> _Task input_:

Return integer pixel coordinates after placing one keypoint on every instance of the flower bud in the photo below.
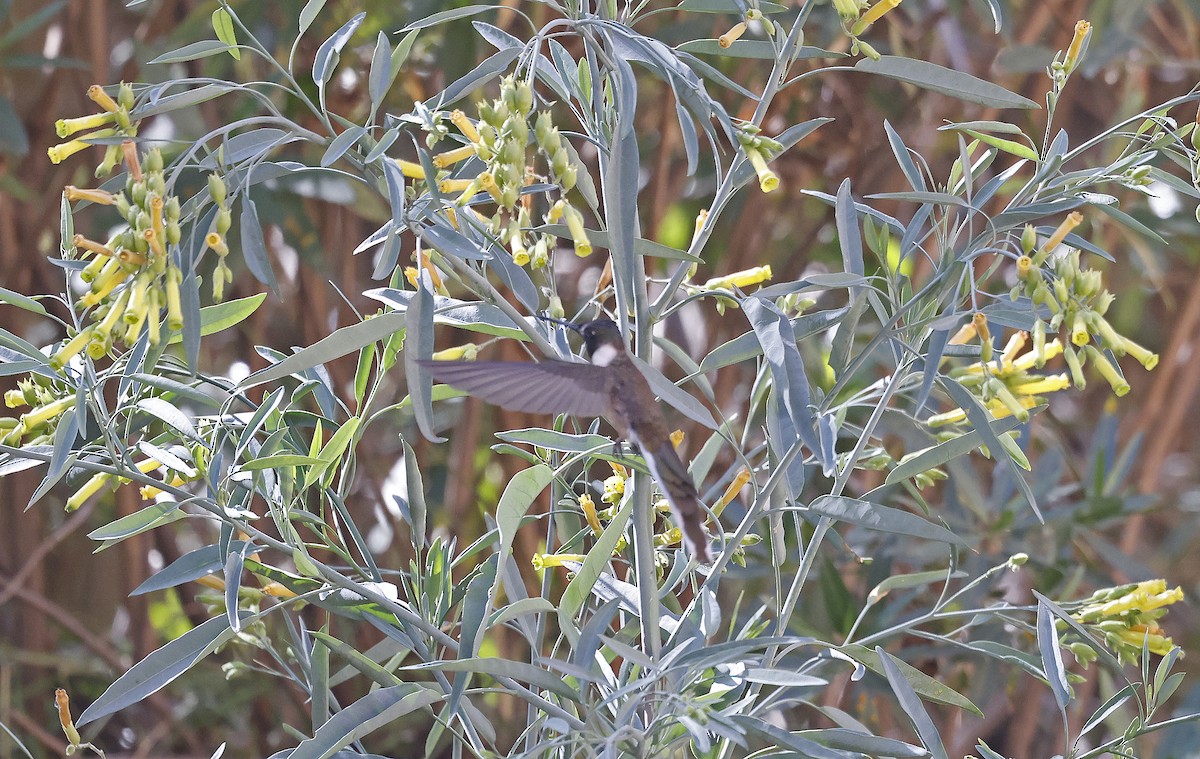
(217, 189)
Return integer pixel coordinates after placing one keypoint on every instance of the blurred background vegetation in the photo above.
(1122, 482)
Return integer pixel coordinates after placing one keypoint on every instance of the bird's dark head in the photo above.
(601, 338)
(600, 333)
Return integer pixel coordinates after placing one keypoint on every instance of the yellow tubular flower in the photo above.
(66, 127)
(846, 9)
(93, 246)
(1147, 359)
(741, 279)
(540, 561)
(487, 181)
(463, 352)
(589, 513)
(1073, 220)
(1042, 386)
(435, 275)
(768, 180)
(88, 490)
(725, 40)
(132, 258)
(465, 125)
(579, 234)
(174, 305)
(71, 348)
(453, 156)
(1036, 357)
(731, 492)
(411, 169)
(1013, 347)
(966, 334)
(69, 729)
(97, 95)
(1108, 370)
(63, 151)
(155, 243)
(456, 185)
(156, 205)
(216, 243)
(277, 590)
(211, 580)
(40, 416)
(93, 196)
(1083, 30)
(130, 151)
(516, 244)
(875, 13)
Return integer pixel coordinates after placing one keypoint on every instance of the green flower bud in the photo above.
(125, 96)
(153, 161)
(217, 190)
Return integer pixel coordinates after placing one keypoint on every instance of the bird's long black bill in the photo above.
(558, 321)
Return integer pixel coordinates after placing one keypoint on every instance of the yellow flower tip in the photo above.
(1051, 383)
(1147, 359)
(1024, 267)
(966, 334)
(88, 490)
(411, 169)
(1083, 29)
(1068, 225)
(130, 151)
(465, 125)
(457, 185)
(767, 179)
(454, 156)
(97, 95)
(732, 35)
(213, 581)
(732, 491)
(63, 151)
(467, 352)
(875, 13)
(540, 561)
(279, 590)
(64, 705)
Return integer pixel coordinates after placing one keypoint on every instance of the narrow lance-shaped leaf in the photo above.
(153, 673)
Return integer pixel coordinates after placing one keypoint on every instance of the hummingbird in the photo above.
(610, 386)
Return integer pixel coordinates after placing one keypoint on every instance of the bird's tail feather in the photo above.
(682, 495)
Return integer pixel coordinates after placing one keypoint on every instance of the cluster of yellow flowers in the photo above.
(615, 491)
(36, 426)
(131, 276)
(1077, 300)
(113, 121)
(1008, 386)
(855, 22)
(1126, 617)
(501, 139)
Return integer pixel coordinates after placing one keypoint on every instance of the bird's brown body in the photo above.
(611, 387)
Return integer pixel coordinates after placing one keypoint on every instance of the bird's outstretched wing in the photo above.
(543, 387)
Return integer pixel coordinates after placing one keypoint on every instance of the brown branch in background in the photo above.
(34, 560)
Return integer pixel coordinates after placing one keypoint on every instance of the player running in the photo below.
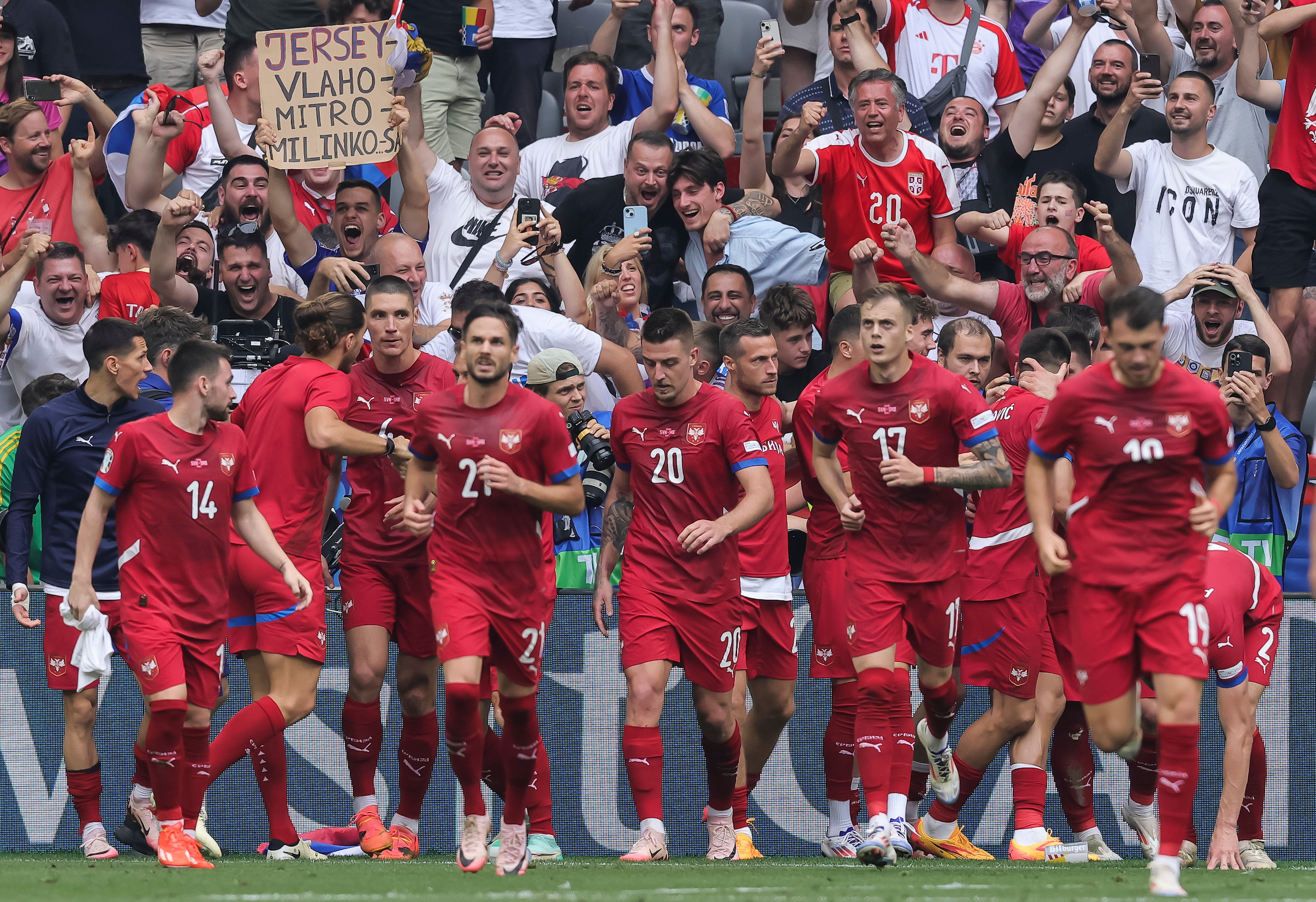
(386, 580)
(178, 480)
(903, 419)
(297, 410)
(683, 452)
(499, 461)
(1144, 438)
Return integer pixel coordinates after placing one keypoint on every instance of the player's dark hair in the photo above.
(165, 328)
(728, 268)
(110, 337)
(1048, 347)
(45, 389)
(668, 324)
(137, 228)
(1253, 345)
(729, 340)
(194, 359)
(1139, 307)
(61, 251)
(389, 285)
(965, 326)
(323, 322)
(501, 311)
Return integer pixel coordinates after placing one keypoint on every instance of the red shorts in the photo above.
(465, 627)
(1126, 631)
(393, 595)
(703, 639)
(1261, 645)
(878, 614)
(1005, 644)
(769, 644)
(262, 612)
(824, 585)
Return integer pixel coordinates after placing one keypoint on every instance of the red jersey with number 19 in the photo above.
(916, 534)
(498, 546)
(1137, 467)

> _Required action_:
All of the material above should be output exactly, with the pictures left behind.

> _Written solution_:
Return integer pixel coordinates after placing one keypoint on every instance of the flower bud in the photo below.
(217, 189)
Return integer pixel coordinates after placing one keypoint on every instance of the blurred background vegetation in the photo above.
(1122, 482)
Return integer pixel coordinates after placing one keypoint on every instance of the bird's dark head in the photo above.
(601, 338)
(600, 333)
Return integer pixel coordinates after placing one keypoint on every instance of the yellow tubular flower in the photo above.
(66, 127)
(846, 9)
(93, 246)
(1147, 359)
(741, 279)
(540, 561)
(487, 181)
(463, 352)
(589, 513)
(1073, 220)
(1042, 386)
(435, 275)
(768, 180)
(88, 490)
(725, 40)
(132, 258)
(465, 125)
(579, 234)
(174, 305)
(71, 348)
(453, 156)
(1036, 357)
(731, 492)
(411, 169)
(1013, 347)
(966, 334)
(69, 729)
(97, 95)
(1108, 370)
(63, 151)
(155, 243)
(456, 185)
(156, 205)
(216, 243)
(277, 590)
(211, 580)
(40, 416)
(93, 196)
(1083, 30)
(130, 151)
(516, 244)
(875, 13)
Return integer pixel coordinates after placing one keypoint on every instance of the green flower bud in the photo above.
(125, 96)
(153, 161)
(217, 190)
Return integer pixel coordinates after placing one keypoint on every instance of the bird's long black bill in the photo above.
(558, 321)
Return integer pixel coordinates after placing one keypoint on every instance of the yellow flower tip in the photo above.
(1051, 383)
(1147, 359)
(1024, 267)
(966, 334)
(88, 490)
(411, 169)
(1083, 29)
(1068, 225)
(130, 151)
(465, 125)
(457, 185)
(767, 179)
(454, 156)
(97, 95)
(732, 35)
(213, 581)
(732, 491)
(63, 151)
(467, 352)
(875, 13)
(540, 561)
(279, 590)
(64, 705)
Return integer pixel coordinates after placing one keypoint on every instance of the narrow lance-shaped leaf in the photo above.
(153, 673)
Return integer pixel coordinates after placing one keypoint on every instance of the hummingbird in the photo above.
(610, 386)
Return integer pixel coordinates after placing one keypoint on every instance of the bird's tail feather in the photo above.
(682, 495)
Return integer pixel coordinates after placing one keypoint on every instance of the cluster of yellow flowers in the photo above.
(615, 491)
(36, 426)
(131, 276)
(1077, 300)
(113, 121)
(1008, 386)
(855, 22)
(1126, 617)
(501, 139)
Return integer pixel coordinates after placing one keypoint on every instance of the bird's brown body in the photo above.
(611, 387)
Return integer pixel coordinates after placing one keypoint on every instance of the bird's outstretched wing in the photo above.
(543, 387)
Return integer pixel coordinates after placing one keypoint on every instance of the brown branch in background in the photo above.
(34, 560)
Return integer pixel coordinates after placing one keypoint on every instance of the player running in the photo below.
(386, 580)
(178, 480)
(903, 419)
(297, 410)
(683, 452)
(499, 461)
(1144, 438)
Return integer pixel coordinates after placing one keypoint on every instance of the player's dark hair in the photo above.
(165, 328)
(728, 268)
(110, 337)
(1048, 347)
(45, 389)
(668, 324)
(137, 228)
(1253, 345)
(729, 340)
(194, 359)
(1139, 307)
(61, 251)
(389, 285)
(965, 326)
(323, 322)
(501, 311)
Return integer pixel coordinates after placing one keypoint on every instance of the red shorts in the photo above.
(465, 627)
(1126, 631)
(393, 595)
(703, 639)
(1261, 645)
(878, 614)
(1005, 644)
(769, 644)
(262, 612)
(824, 585)
Return integer pixel coordinates after placing one keypoint on every instance of the red jersey with number 19 in the photo above.
(916, 534)
(498, 546)
(1137, 467)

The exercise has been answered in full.